EXCERPT PROVIDED
%%

# Brake Vibration



## ross.anderson (Apr 5, 2009)

Today I replaced my front pads with C5 Raybestos Quiet Stops. Also had the rotors turned. Went out to take it for a spin just to make sure they work (haven't done the bed in, will do that soon). When doing harder braking from 50 down, there is a pretty strong vibration.

As I had the rotors turned, I have trouble believing that I could have warped them in the first couple minutes of use. I did realize I didn't scrub the rust off the hub, and it took one hell of a beating to get those things off in the first place. Could that be the cause? Anything else I should look at?

I have an 04 in case that is needed.


----------



## B-ville Goat (Oct 5, 2008)

Yes, rust between the rotor and hub could cause that. Also, use a torque wrench on your wheels every time, if the torque is not even on all the lug nuts, it will also cause a vibration/warping of the rotors. Pull them back off and clean the hub and rotor, then retorque everything.


----------



## ross.anderson (Apr 5, 2009)

Pulled it all apart tonight. Wire brushed anything that I thought might be making contact between the rotor and the hub. Torqued all the lugs down to 100 Ft/LBS.

Took it out for a drive. There is still a slight vibration, but not nearly as bad as a couple days ago. Could it be a break-in type thing? Any other ideas I should consider?


----------



## Colton9182 (Jan 6, 2008)

How hard do you drive? I warpped my rotors within hours of replacing my rotors and pads. Allthough I had to brake heavily from 140+ to about 70. Also do you know how much they took off when they resurfaced the rotors?


----------



## ross.anderson (Apr 5, 2009)

%%

STORED DATA
%%

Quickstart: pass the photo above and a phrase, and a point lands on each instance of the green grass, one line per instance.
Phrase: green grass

%%

EXERCISE TASKS
1. Reproduce word for word the stretch of the brake vibration thread from "As I had the" through "(Oct 5, 2008)".
2. In the brake vibration thread, to what torque were all the lugs tightened after the hub was wire brushed?

RESPONSES
1.
As I had the rotors turned, I have trouble believing that I could have warped them in the first couple minutes of use. I did realize I didn't scrub the rust off the hub, and it took one hell of a beating to get those things off in the first place. Could that be the cause? Anything else I should look at?

I have an 04 in case that is needed.


----------



## B-ville Goat (Oct 5, 2008)

2. 100 Ft/LBS.